━━━━━ Passage given
Edoardo Tresoldi Talks About His Industrial Artwork
Edoardo Tresoldi is an Italian artist working with mesh and industrial materials to create intertwined sculptures based on empty space and considerate direction. His pieces are, to an extent, performances in of themselves revealing the physical limitations of the known world while also challenging them. This kind of disruption of space is the way Tresoldi prefers to display his contemporary art. His latest and biggest exhibition (as pictured below) is a multidisciplinary creative project called “Gharfa” in Riyadh, Saudi Arabia. We spoke to Tresoldi to get the behind-the-scenes story of his latest presentation.
EH: Could you tell me a bit about your artistic background and how you discovered the unique mesh medium?
Edoardo Tresoldi: I discovered this unique medium back in the days during my seven years in Rome working as a scenographer for Cinema and TV. The set design structures were often made of wire mesh. Its narrative potential and its imaginative dimension fascinated me to the point of starting artistic research about it. More in general, it allowed me to explore the relationship between the human body and space. This artistic research gradually evolved into an independent career also thanks to the support of one of my closest friends and mentors, Spanish artist Gonzalo Borondo.
━━━━━━━━━━
━━━━━ Input rows
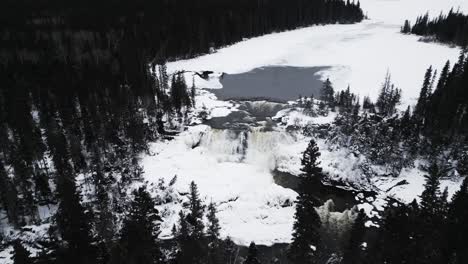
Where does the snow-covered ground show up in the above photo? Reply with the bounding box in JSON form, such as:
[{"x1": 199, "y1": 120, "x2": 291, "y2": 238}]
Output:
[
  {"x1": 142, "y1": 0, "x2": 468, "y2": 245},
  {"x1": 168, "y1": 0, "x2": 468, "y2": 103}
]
━━━━━━━━━━
━━━━━ Input rows
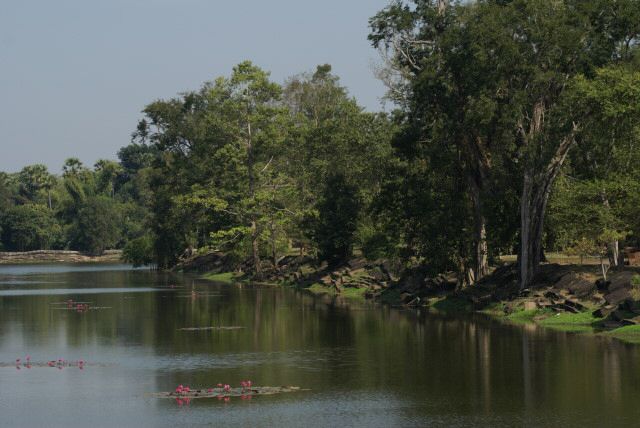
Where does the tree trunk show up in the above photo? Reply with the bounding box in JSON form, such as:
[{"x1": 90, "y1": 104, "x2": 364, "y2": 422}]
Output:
━━━━━━━━━━
Written task 1 —
Count the lines in the rows above that contain the word "does". Give only the number.
Written task 2 —
Please pick up the Edoardo Tresoldi interview right after its last sentence and carry it on.

Final result 1 —
2

Final result 2 —
EH: What kind of research do you conduct before building and installing your artwork?
First I consider the physical, historical and social elements of the place. Then I look at its territorial and climatic characteristics. Additionally, I investigate the emotional bonds that exist between venue and person, building up an ongoing narrative. All projects are created in synergy with the people working in my Milan-based studio, in a very collaborative way.
EH: You’re taking quite a solid medium (mesh) and transforming it into abstract voids that reflect reality– what appeals to you in this concept and how did it come about? What is the concept of absent matter? Is it ultimately a tangible idea?
Since the beginning wire mesh has defined the concept of Absent Matter. To me, it is the representation of a mental projection, a filter of the mind through which I narrate places, moments and beings. Through transparency, I’m able to create a new kind of immersive experience for the audience. The use of wire mesh activates infinite dialogues with space and its history and projects the object’s substance into an undiscovered temporal dimension. What has disappeared, or never existed, lives again in a different time. In this sense, the language of transparency weaves in with the non-existent, transforms the absence of matter into a three-dimensional entity, and reveals a void. In this way, my artworks are able to generate personal and collective experiences, at the same time.
EH: Could you further develop your concept in a different medium of art?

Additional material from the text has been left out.